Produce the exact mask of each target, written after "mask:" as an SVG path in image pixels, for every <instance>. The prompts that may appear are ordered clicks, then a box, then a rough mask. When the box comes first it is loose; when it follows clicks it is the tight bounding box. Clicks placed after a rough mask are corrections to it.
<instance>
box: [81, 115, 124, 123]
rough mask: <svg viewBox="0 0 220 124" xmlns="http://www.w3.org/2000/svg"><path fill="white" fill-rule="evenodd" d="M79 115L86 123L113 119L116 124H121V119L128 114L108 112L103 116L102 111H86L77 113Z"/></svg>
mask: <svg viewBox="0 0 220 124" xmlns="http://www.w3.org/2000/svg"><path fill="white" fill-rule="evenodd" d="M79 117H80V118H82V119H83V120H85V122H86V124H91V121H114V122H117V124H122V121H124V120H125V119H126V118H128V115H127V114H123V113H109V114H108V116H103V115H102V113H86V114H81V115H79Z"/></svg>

What the exercise asks
All the records, from the first line to the last: repeat them exactly.

Task answer
Produce the exact mask of each target, written after "mask:" as an SVG path in image pixels, for every <instance>. The prompts that may appear are ordered clicks, then a box, then a rough mask. When the box comes first it is loose; when it follows clicks it is the tight bounding box. Clicks placed after a rough mask are corrections to it.
<instance>
box: [81, 115, 124, 123]
rough mask: <svg viewBox="0 0 220 124" xmlns="http://www.w3.org/2000/svg"><path fill="white" fill-rule="evenodd" d="M79 115L86 123L113 119L116 124H121V119L128 114L108 112L103 116L102 111H86L77 113Z"/></svg>
mask: <svg viewBox="0 0 220 124" xmlns="http://www.w3.org/2000/svg"><path fill="white" fill-rule="evenodd" d="M79 117H80V118H82V119H83V120H85V122H86V124H91V121H114V122H117V124H122V121H124V120H125V119H126V118H128V115H127V114H123V113H109V114H108V116H103V115H102V113H86V114H81V115H79Z"/></svg>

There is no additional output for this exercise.